## Dataset content
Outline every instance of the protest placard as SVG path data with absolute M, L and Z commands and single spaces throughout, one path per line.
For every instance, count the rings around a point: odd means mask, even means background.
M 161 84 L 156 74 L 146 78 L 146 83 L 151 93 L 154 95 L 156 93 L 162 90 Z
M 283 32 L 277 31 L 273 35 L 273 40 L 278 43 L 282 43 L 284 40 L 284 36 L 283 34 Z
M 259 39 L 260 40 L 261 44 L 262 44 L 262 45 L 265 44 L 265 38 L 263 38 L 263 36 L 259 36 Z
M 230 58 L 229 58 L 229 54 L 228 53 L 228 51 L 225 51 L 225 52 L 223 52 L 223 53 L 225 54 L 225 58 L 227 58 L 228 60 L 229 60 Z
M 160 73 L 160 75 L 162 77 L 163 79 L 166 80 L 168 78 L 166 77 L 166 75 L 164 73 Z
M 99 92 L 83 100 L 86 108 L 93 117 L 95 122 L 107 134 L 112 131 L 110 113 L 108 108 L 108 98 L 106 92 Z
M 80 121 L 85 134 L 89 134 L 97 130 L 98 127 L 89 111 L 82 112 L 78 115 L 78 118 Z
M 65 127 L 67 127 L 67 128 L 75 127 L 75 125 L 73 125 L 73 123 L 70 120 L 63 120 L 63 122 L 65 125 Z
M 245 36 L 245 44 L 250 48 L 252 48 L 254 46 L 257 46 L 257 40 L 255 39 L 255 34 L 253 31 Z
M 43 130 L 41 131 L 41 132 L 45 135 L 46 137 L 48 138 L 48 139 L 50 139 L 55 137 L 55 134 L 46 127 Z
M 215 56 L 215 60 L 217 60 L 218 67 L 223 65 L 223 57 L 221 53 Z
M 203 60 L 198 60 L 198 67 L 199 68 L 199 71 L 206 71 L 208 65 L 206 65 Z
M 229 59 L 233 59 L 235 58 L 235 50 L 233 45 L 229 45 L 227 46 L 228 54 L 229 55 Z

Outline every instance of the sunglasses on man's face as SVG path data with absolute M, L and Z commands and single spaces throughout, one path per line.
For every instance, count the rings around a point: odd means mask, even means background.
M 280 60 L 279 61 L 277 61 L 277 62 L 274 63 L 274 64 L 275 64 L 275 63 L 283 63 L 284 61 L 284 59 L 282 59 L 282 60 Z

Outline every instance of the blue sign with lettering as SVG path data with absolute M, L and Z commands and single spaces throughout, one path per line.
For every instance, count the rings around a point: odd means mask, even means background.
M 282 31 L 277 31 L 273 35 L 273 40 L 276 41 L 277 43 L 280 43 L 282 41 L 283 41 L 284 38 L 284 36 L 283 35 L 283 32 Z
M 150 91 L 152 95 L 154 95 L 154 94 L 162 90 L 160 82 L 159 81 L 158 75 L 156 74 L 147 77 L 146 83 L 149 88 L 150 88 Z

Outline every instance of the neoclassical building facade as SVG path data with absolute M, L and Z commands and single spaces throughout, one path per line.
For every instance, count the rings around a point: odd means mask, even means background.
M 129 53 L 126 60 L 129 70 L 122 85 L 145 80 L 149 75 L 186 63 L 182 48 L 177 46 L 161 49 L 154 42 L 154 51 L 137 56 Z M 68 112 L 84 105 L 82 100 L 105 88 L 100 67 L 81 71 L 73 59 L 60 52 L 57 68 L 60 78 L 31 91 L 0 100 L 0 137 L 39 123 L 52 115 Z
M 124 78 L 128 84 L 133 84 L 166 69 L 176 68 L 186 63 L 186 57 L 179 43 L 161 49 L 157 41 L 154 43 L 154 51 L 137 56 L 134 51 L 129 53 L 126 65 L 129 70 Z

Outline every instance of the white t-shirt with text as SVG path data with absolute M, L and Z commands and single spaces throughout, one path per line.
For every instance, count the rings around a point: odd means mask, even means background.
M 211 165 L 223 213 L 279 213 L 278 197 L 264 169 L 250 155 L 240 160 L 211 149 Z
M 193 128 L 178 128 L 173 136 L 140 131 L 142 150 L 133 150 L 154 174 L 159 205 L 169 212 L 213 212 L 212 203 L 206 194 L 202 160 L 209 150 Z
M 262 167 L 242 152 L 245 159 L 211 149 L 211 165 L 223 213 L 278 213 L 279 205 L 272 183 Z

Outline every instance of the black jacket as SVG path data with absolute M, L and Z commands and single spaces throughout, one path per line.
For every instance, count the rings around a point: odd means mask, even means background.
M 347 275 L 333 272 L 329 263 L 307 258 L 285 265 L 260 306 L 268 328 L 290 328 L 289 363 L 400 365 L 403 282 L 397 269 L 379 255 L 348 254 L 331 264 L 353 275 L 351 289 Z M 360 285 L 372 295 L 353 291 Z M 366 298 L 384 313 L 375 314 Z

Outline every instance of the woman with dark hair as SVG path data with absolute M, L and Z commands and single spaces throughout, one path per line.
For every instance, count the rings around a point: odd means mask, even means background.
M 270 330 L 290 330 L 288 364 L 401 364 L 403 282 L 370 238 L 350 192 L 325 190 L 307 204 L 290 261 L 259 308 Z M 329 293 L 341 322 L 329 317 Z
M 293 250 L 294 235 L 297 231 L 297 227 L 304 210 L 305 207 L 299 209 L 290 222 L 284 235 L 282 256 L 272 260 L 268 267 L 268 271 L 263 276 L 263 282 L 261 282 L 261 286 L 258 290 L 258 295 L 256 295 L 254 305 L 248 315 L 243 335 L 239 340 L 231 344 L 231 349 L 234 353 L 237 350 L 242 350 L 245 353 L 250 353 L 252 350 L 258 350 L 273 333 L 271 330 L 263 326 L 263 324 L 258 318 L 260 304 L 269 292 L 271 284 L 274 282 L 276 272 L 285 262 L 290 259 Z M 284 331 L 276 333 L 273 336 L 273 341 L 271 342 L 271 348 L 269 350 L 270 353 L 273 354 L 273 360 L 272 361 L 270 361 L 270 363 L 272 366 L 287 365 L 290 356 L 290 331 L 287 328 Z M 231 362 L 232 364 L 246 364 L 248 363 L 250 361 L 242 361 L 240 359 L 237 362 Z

## Your goal
Copy every row above word for word, preserving the original order and line breaks.

## Completed exercise
Outline every instance of the protest placard as SVG path data with absolute M, L and Z commands and single spaces throughout, one path per line.
For every instance, count the rings around a point: odd means mask, even means background.
M 161 84 L 156 74 L 146 78 L 146 83 L 151 93 L 154 95 L 156 93 L 162 90 Z
M 283 32 L 277 31 L 273 35 L 273 40 L 278 43 L 282 43 L 284 40 L 284 36 L 283 34 Z
M 259 39 L 260 40 L 261 44 L 262 44 L 262 45 L 265 44 L 265 38 L 263 38 L 263 36 L 259 36 Z
M 230 58 L 229 58 L 229 54 L 228 53 L 228 51 L 225 51 L 225 52 L 223 52 L 223 53 L 225 54 L 225 58 L 227 58 L 228 60 L 229 60 Z
M 160 73 L 160 75 L 162 77 L 163 79 L 166 80 L 168 78 L 166 77 L 166 75 L 164 73 Z
M 99 92 L 83 100 L 86 108 L 93 117 L 95 122 L 107 134 L 112 131 L 110 113 L 108 108 L 108 98 L 106 92 Z
M 80 121 L 85 134 L 89 134 L 97 130 L 98 127 L 89 111 L 82 112 L 78 115 L 78 118 Z
M 65 127 L 67 127 L 67 128 L 75 127 L 75 125 L 73 125 L 73 123 L 70 120 L 63 120 L 63 122 L 65 125 Z
M 245 36 L 245 44 L 250 48 L 252 48 L 254 46 L 257 46 L 257 40 L 255 39 L 255 34 L 253 31 Z
M 43 130 L 41 131 L 41 132 L 45 135 L 46 137 L 48 138 L 48 139 L 50 139 L 55 137 L 55 134 L 46 127 Z
M 215 56 L 215 60 L 217 60 L 218 67 L 223 65 L 223 57 L 221 53 Z
M 203 60 L 198 60 L 198 67 L 199 68 L 199 71 L 206 71 L 208 65 L 206 65 Z
M 229 59 L 233 59 L 235 58 L 235 50 L 233 45 L 229 45 L 227 46 L 228 54 L 229 55 Z

Outline every instance of the sunglasses on man's face as SVG path data with absolute M, L and Z commands and single spaces throughout, one path per line.
For every instance, count the rings around a point: odd means mask, even means background.
M 280 60 L 279 61 L 277 61 L 277 62 L 274 63 L 274 64 L 275 64 L 275 63 L 283 63 L 284 61 L 284 59 L 282 59 L 282 60 Z

Outline every instance of the blue sign with lettering as SVG path data with absolute M, L and Z commands and single spaces throughout, one path per line.
For every instance, count the rings around a point: odd means mask, even means background.
M 282 31 L 277 31 L 273 35 L 273 40 L 276 41 L 277 43 L 280 43 L 282 41 L 283 41 L 284 38 L 284 36 L 283 35 L 283 32 Z
M 150 91 L 152 95 L 154 95 L 154 94 L 162 90 L 160 82 L 159 81 L 158 75 L 156 74 L 147 77 L 146 83 L 149 88 L 150 88 Z

Outline every instance of the neoclassical building facade as SVG path data with absolute M, L and Z commands and single spaces throughout, one path per line.
For every instance, count the rings around a point: odd means mask, even means background.
M 129 53 L 126 60 L 129 70 L 122 85 L 145 80 L 149 75 L 186 63 L 182 48 L 177 46 L 161 49 L 154 42 L 154 51 L 137 56 Z M 68 112 L 84 105 L 82 100 L 105 88 L 100 67 L 81 71 L 73 59 L 60 52 L 57 68 L 60 78 L 31 91 L 0 100 L 0 137 L 39 123 L 52 115 Z
M 124 78 L 128 84 L 133 84 L 166 69 L 176 68 L 186 63 L 186 57 L 179 43 L 161 49 L 157 41 L 154 43 L 154 51 L 137 56 L 134 51 L 129 53 L 126 65 L 129 70 Z

Outline every instance of the white t-shirt with text as SVG path data with absolute M, L and Z commands and single spaces throughout, one path per line.
For every instance, count the rings around a point: odd means mask, even means background.
M 211 165 L 223 213 L 279 213 L 278 197 L 264 169 L 250 155 L 240 160 L 211 149 Z
M 193 128 L 178 128 L 173 136 L 140 131 L 142 150 L 133 150 L 154 174 L 159 205 L 169 212 L 213 212 L 212 203 L 206 194 L 202 160 L 209 150 Z
M 262 167 L 242 152 L 245 159 L 211 149 L 211 165 L 223 213 L 278 213 L 279 205 L 272 183 Z

Outline every instance of the black jacket as SVG path data with absolute M, L and Z commands and single spaces throughout, one path per line.
For every instance, count the rings around a point: odd means mask, even means background.
M 347 275 L 333 272 L 329 263 L 307 258 L 285 265 L 260 306 L 268 328 L 290 328 L 289 363 L 400 365 L 403 282 L 397 269 L 379 255 L 348 254 L 331 264 L 353 275 L 351 289 Z M 360 285 L 372 295 L 353 291 Z M 366 298 L 384 313 L 375 314 Z

Outline every instance of the woman with dark hair as SVG path data with absolute M, L and Z commands and single spaces throughout, one path per line.
For every instance, count the rings around a point: odd means mask, even means background.
M 270 330 L 290 330 L 288 364 L 401 364 L 403 282 L 370 238 L 350 192 L 325 190 L 307 204 L 290 261 L 259 308 Z M 329 293 L 341 322 L 329 317 Z
M 293 250 L 294 235 L 297 231 L 297 227 L 304 210 L 305 207 L 299 209 L 290 222 L 284 235 L 282 256 L 272 260 L 268 267 L 268 271 L 263 276 L 263 282 L 261 282 L 261 286 L 258 290 L 258 295 L 256 295 L 254 305 L 248 315 L 243 335 L 239 340 L 231 344 L 231 349 L 234 353 L 237 350 L 242 350 L 245 353 L 250 353 L 252 350 L 258 350 L 273 333 L 271 330 L 263 326 L 263 324 L 258 318 L 260 304 L 269 292 L 271 284 L 274 282 L 276 272 L 285 262 L 290 259 Z M 284 331 L 276 333 L 273 336 L 273 341 L 271 342 L 271 348 L 269 350 L 270 353 L 273 354 L 273 360 L 272 361 L 270 361 L 270 363 L 272 366 L 287 365 L 290 356 L 290 331 L 287 328 Z M 231 362 L 232 364 L 246 364 L 248 363 L 250 361 L 242 361 L 240 359 L 237 362 Z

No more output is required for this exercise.